# Written task:
Convert the following records into a numbered list, omitting blank lines and leaving the pictures out of your answer.

[Location labeling records]
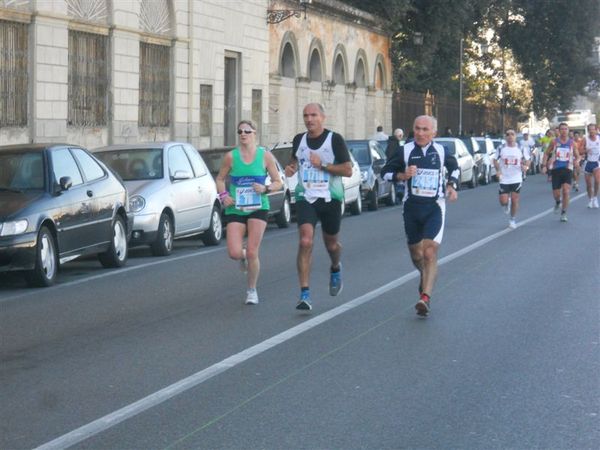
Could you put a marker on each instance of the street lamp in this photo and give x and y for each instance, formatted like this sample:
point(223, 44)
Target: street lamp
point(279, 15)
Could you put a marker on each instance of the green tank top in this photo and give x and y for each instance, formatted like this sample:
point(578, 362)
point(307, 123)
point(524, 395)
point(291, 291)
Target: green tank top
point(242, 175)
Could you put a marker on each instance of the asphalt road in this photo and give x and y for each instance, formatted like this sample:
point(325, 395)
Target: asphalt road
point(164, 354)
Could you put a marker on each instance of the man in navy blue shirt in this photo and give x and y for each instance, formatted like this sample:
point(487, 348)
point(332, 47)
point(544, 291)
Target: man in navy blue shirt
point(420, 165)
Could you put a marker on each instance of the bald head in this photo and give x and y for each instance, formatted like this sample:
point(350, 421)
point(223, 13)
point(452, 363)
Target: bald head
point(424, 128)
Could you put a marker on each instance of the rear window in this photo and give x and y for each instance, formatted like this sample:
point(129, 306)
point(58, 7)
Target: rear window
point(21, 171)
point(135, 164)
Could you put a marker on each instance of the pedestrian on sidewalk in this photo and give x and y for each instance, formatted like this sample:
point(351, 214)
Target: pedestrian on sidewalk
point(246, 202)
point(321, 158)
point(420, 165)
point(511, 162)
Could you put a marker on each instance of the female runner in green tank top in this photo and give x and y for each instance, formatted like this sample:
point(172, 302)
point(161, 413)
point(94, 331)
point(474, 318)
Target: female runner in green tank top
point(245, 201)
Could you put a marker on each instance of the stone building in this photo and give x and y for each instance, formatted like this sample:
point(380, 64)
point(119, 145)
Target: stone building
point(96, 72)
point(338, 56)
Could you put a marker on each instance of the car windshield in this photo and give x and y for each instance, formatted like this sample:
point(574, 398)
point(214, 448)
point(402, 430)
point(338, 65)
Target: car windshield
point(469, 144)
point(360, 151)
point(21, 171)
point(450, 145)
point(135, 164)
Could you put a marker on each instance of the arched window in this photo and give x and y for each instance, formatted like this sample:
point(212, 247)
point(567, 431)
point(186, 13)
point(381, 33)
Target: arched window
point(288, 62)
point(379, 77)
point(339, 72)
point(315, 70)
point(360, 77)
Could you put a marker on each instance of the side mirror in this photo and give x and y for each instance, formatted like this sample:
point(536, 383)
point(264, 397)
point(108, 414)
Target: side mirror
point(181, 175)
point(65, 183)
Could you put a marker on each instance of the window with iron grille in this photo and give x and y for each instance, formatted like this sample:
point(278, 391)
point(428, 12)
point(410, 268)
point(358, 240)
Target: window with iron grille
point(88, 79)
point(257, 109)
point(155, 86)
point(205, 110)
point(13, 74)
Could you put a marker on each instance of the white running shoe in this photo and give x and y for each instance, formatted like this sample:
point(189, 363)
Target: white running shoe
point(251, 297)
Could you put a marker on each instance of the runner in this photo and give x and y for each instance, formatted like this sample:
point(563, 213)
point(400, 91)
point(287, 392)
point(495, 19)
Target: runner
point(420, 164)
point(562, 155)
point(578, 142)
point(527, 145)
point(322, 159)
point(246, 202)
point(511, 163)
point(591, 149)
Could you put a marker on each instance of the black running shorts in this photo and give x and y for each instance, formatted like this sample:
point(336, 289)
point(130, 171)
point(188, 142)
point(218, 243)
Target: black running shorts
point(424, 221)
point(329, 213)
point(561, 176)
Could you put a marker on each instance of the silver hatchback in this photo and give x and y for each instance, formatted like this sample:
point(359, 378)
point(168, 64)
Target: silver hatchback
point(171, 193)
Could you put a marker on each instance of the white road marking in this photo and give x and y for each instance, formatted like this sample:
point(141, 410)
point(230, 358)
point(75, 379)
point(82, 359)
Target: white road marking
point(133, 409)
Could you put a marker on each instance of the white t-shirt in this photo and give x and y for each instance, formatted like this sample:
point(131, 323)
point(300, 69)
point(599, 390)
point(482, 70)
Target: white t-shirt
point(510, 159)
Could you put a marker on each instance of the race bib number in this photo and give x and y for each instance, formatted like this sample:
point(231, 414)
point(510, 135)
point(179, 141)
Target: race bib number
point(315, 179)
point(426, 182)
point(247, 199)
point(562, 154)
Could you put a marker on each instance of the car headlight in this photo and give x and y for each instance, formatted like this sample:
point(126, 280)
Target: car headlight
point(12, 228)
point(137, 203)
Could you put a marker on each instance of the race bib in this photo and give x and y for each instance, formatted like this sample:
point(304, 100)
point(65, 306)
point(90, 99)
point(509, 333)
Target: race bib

# Reply to the task:
1. Could you put a marker on each instance of the street lamp in this photo and give x and y for each instance, formatted like this sample:
2. point(223, 44)
3. Target: street lamp
4. point(279, 15)
5. Could you put a marker on each instance of the green tank top in this photo and give x and y for each instance, formatted like this sample:
6. point(578, 362)
7. point(307, 123)
8. point(524, 395)
9. point(291, 291)
10. Target: green tank top
11. point(242, 175)
12. Could you put a marker on each instance of the asphalt road in this photo and give x and y for each instance, formatted like this sample:
13. point(325, 395)
14. Target: asphalt road
15. point(164, 354)
16. Could you put a marker on each instance of the man in navy blue shirt in this photo and give x and y for each instance, formatted like this sample:
17. point(487, 348)
18. point(332, 47)
19. point(544, 291)
20. Target: man in navy blue shirt
21. point(420, 165)
22. Could you put a marker on each instance of the bald head in this photo and give x and y for each instance, formatted like this sample:
23. point(350, 421)
24. point(223, 13)
25. point(452, 363)
26. Target: bald head
27. point(424, 128)
28. Could you put a marker on each instance of the rear window in this photo and give x and y for each instance, formatted like this sample:
29. point(129, 306)
30. point(58, 7)
31. Target: rear window
32. point(21, 171)
33. point(135, 164)
34. Could you put a marker on each instance of the pedestrian on sidewalk in this photo and give x and y for each instance, formatted like this sample:
35. point(351, 214)
36. Target: pedestrian on sidewalk
37. point(246, 202)
38. point(321, 158)
39. point(420, 165)
40. point(511, 162)
41. Could you put a marker on each instance of the female runner in green tank top in this photo and give x and y for each instance, formatted like this sample:
42. point(172, 302)
43. point(161, 413)
44. point(94, 331)
45. point(474, 318)
46. Target: female runner in green tank top
47. point(245, 201)
48. Could you put a marker on each instance of the stone building in this photo and give x and y for each instance, formatted like this sample:
49. point(380, 64)
50. point(119, 145)
51. Target: stone building
52. point(96, 72)
53. point(338, 56)
54. Could you put a marker on each instance of the car windshield in this photo and give x and y for each instance, formatted like this sample:
55. point(574, 398)
56. point(214, 448)
57. point(402, 430)
58. point(338, 65)
59. Target: car windshield
60. point(469, 144)
61. point(360, 151)
62. point(21, 171)
63. point(450, 145)
64. point(135, 164)
65. Could you put a marker on each instance of the arched window in this photo and give x and y for each instance, formatted like this sample:
66. point(212, 247)
67. point(567, 431)
68. point(186, 13)
69. point(381, 33)
70. Target: arched window
71. point(288, 62)
72. point(379, 77)
73. point(339, 72)
74. point(315, 70)
75. point(360, 77)
76. Could you put a marker on each instance of the side mirror in this photo and give x and y for each instance, formatted like this sample:
77. point(536, 383)
78. point(264, 397)
79. point(108, 414)
80. Target: side mirror
81. point(181, 175)
82. point(65, 183)
83. Could you put a marker on each instance of the window with iron grille in this photo and give x and y for each instance, formatted like this sample:
84. point(278, 391)
85. point(428, 12)
86. point(410, 268)
87. point(358, 240)
88. Target: window with iron grille
89. point(88, 79)
90. point(257, 109)
91. point(155, 86)
92. point(205, 110)
93. point(13, 74)
94. Could you put a marker on each instance of the white running shoe in this photo and give x and y for each instance, formatted like this sample:
95. point(189, 363)
96. Target: white running shoe
97. point(251, 297)
98. Could you put a marker on each instance of the runner in this photo and give x and y for each instance, formatted like this sample:
99. point(563, 213)
100. point(400, 91)
101. point(287, 392)
102. point(495, 19)
103. Target: runner
104. point(420, 164)
105. point(562, 155)
106. point(578, 142)
107. point(527, 145)
108. point(322, 159)
109. point(246, 202)
110. point(511, 163)
111. point(591, 149)
112. Could you put a marker on each instance of the black running shorts in this photo and give x and y for each instance, formatted like this sample:
113. point(336, 289)
114. point(130, 171)
115. point(188, 142)
116. point(218, 243)
117. Target: black running shorts
118. point(424, 221)
119. point(329, 213)
120. point(561, 176)
121. Could you put a marker on each instance of the silver hatchback in this photo and give x and y for each instance, formatted like this sample:
122. point(359, 378)
123. point(168, 64)
124. Target: silver hatchback
125. point(171, 193)
126. Could you put a marker on each instance of the white road marking in this photo and give x and y for each instance, formatted like this sample:
127. point(141, 410)
128. point(230, 358)
129. point(75, 379)
130. point(82, 359)
131. Target: white road marking
132. point(133, 409)
133. Could you put a marker on each instance of the white t-shirt in this photo and give x and y for each instance, formatted like this sample:
134. point(131, 323)
135. point(300, 69)
136. point(599, 390)
137. point(482, 70)
138. Target: white t-shirt
139. point(510, 159)
140. Could you put a marker on each instance of the race bib number in this photo and give x and y for each instance, formatted like this sample:
141. point(231, 414)
142. point(510, 135)
143. point(179, 141)
144. Target: race bib number
145. point(315, 179)
146. point(426, 182)
147. point(247, 199)
148. point(562, 154)
149. Could you put a marker on each instance of the car headlight in this photo and give x and y for each instance, formatted like this sample:
150. point(126, 280)
151. Target: car headlight
152. point(12, 228)
153. point(137, 203)
154. Could you put a marker on each instance of the race bib in this photo and give x and y for each instance, formatted like this sample:
155. point(304, 100)
156. point(65, 306)
157. point(90, 99)
158. point(509, 333)
159. Target: race bib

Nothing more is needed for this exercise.